▶ [SUPPLIED DATA]
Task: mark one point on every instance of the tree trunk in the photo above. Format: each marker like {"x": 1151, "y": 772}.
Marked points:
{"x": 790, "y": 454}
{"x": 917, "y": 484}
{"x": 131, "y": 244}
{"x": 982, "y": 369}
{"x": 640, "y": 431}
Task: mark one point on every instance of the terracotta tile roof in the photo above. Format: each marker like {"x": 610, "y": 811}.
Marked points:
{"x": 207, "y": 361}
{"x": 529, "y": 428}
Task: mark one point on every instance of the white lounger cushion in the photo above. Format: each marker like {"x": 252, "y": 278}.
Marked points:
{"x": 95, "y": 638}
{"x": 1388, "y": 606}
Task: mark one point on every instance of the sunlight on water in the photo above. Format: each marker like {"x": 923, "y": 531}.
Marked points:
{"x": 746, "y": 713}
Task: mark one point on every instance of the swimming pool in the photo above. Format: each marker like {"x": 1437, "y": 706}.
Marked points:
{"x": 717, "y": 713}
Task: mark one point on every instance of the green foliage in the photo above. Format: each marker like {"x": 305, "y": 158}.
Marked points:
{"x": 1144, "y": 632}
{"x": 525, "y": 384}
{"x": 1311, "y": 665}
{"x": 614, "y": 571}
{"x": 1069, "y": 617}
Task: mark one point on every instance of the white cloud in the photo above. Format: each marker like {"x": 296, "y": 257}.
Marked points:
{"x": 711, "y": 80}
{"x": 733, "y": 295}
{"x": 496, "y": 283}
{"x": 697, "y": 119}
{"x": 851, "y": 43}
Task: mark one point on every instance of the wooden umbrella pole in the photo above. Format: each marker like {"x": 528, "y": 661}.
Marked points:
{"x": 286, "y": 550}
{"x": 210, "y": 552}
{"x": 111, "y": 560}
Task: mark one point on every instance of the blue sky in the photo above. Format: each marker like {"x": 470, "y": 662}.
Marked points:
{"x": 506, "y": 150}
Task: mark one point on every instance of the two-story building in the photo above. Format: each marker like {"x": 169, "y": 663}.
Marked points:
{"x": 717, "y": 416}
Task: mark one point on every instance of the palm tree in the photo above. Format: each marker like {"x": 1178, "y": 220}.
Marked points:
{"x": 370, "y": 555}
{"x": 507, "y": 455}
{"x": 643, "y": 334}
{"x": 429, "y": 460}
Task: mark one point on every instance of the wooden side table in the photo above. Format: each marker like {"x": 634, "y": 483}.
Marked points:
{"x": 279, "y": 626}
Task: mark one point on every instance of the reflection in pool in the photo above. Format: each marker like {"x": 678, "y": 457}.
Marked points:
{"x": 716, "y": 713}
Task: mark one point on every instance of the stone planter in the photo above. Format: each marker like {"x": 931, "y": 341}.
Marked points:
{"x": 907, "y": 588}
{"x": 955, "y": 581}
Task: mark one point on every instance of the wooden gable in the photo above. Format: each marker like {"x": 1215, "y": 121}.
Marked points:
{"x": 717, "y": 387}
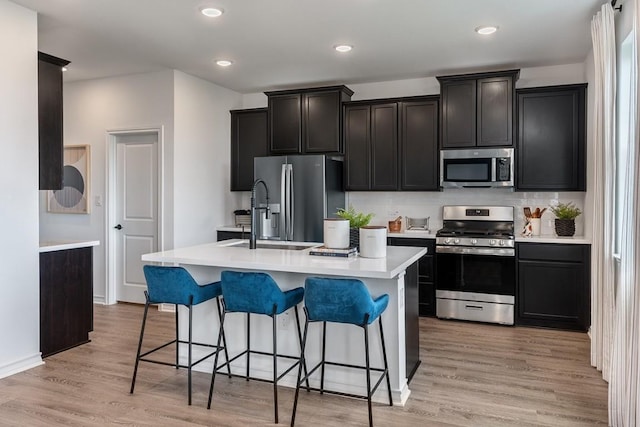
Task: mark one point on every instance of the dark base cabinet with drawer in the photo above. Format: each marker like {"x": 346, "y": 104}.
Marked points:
{"x": 426, "y": 276}
{"x": 66, "y": 299}
{"x": 553, "y": 285}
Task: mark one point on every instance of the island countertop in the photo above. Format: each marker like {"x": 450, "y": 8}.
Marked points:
{"x": 227, "y": 254}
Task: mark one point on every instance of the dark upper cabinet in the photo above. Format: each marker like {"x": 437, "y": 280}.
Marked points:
{"x": 50, "y": 120}
{"x": 371, "y": 146}
{"x": 477, "y": 110}
{"x": 419, "y": 145}
{"x": 248, "y": 140}
{"x": 306, "y": 120}
{"x": 553, "y": 285}
{"x": 391, "y": 144}
{"x": 551, "y": 138}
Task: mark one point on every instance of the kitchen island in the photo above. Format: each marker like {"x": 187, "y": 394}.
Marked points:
{"x": 289, "y": 267}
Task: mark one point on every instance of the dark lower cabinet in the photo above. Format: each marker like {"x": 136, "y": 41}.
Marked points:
{"x": 50, "y": 121}
{"x": 66, "y": 299}
{"x": 426, "y": 273}
{"x": 248, "y": 141}
{"x": 551, "y": 138}
{"x": 553, "y": 285}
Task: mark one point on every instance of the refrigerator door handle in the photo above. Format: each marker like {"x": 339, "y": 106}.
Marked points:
{"x": 284, "y": 210}
{"x": 291, "y": 202}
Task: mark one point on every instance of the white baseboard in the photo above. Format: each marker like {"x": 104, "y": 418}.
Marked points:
{"x": 21, "y": 365}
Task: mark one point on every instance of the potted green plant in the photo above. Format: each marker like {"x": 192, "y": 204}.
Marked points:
{"x": 356, "y": 220}
{"x": 566, "y": 214}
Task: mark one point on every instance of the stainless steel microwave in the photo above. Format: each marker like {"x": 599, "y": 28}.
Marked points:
{"x": 481, "y": 167}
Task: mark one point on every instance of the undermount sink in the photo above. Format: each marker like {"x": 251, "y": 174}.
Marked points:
{"x": 288, "y": 246}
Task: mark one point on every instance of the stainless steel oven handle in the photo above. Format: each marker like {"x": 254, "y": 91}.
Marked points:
{"x": 475, "y": 251}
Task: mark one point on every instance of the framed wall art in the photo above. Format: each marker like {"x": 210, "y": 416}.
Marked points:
{"x": 74, "y": 195}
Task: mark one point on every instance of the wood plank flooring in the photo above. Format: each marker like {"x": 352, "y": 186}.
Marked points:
{"x": 471, "y": 375}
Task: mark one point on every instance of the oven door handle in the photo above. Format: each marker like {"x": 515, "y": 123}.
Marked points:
{"x": 475, "y": 251}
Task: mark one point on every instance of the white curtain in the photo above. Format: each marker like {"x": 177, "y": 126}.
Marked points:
{"x": 602, "y": 262}
{"x": 624, "y": 385}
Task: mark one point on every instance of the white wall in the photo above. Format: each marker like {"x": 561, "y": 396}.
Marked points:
{"x": 388, "y": 205}
{"x": 91, "y": 109}
{"x": 19, "y": 259}
{"x": 202, "y": 154}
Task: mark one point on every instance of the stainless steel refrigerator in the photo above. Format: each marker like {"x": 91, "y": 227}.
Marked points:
{"x": 303, "y": 191}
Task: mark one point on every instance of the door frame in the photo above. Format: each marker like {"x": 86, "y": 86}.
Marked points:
{"x": 111, "y": 202}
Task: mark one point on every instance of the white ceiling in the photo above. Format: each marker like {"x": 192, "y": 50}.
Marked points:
{"x": 278, "y": 44}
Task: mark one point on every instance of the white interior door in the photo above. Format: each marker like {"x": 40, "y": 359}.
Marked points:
{"x": 136, "y": 219}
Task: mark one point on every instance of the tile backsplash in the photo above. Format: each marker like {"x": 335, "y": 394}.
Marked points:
{"x": 389, "y": 205}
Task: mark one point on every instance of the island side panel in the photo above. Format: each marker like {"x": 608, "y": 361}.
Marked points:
{"x": 345, "y": 343}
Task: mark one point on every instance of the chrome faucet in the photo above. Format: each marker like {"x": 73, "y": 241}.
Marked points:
{"x": 254, "y": 209}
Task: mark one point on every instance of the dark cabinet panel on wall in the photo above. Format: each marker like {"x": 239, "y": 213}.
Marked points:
{"x": 426, "y": 273}
{"x": 66, "y": 299}
{"x": 551, "y": 138}
{"x": 419, "y": 145}
{"x": 248, "y": 140}
{"x": 384, "y": 147}
{"x": 50, "y": 132}
{"x": 553, "y": 285}
{"x": 306, "y": 120}
{"x": 478, "y": 109}
{"x": 371, "y": 146}
{"x": 357, "y": 130}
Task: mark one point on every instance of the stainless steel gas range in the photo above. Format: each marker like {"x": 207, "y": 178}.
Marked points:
{"x": 475, "y": 264}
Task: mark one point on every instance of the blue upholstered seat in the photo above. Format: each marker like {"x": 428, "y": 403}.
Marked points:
{"x": 257, "y": 293}
{"x": 174, "y": 285}
{"x": 250, "y": 292}
{"x": 342, "y": 301}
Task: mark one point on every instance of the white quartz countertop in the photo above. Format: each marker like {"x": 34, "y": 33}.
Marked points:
{"x": 224, "y": 254}
{"x": 236, "y": 228}
{"x": 61, "y": 245}
{"x": 576, "y": 240}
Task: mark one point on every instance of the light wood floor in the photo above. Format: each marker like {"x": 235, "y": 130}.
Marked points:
{"x": 471, "y": 375}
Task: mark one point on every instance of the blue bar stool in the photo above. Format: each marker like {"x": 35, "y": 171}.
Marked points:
{"x": 174, "y": 285}
{"x": 257, "y": 293}
{"x": 342, "y": 301}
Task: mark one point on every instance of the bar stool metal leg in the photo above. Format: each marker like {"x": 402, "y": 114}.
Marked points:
{"x": 386, "y": 365}
{"x": 144, "y": 322}
{"x": 302, "y": 363}
{"x": 275, "y": 364}
{"x": 365, "y": 327}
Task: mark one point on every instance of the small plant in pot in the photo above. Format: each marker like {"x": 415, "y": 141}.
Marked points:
{"x": 566, "y": 214}
{"x": 356, "y": 220}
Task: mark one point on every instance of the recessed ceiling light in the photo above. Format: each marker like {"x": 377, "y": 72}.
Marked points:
{"x": 211, "y": 12}
{"x": 343, "y": 48}
{"x": 486, "y": 30}
{"x": 224, "y": 62}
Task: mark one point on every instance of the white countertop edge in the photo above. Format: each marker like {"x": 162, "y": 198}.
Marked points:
{"x": 67, "y": 244}
{"x": 213, "y": 255}
{"x": 574, "y": 240}
{"x": 235, "y": 228}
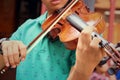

▶ [WHAT YOU ARE ASKED TO DO] Please write out the rows word for word, starting with the line that contains "Task: mark one point on every instance of the recessed" and going on through the end of the rows. Leave the pictures out of your answer.

▶ [RESULT OF THE TASK]
Task: mark one point on every instance of the recessed ceiling light in the photo above. Format: each marker like {"x": 377, "y": 72}.
Marked points:
{"x": 211, "y": 12}
{"x": 343, "y": 48}
{"x": 486, "y": 30}
{"x": 224, "y": 62}
Task: mark one point on every instance of the white countertop edge in the photo above. Format: each marker like {"x": 162, "y": 198}.
Marked points:
{"x": 67, "y": 244}
{"x": 213, "y": 255}
{"x": 574, "y": 240}
{"x": 235, "y": 228}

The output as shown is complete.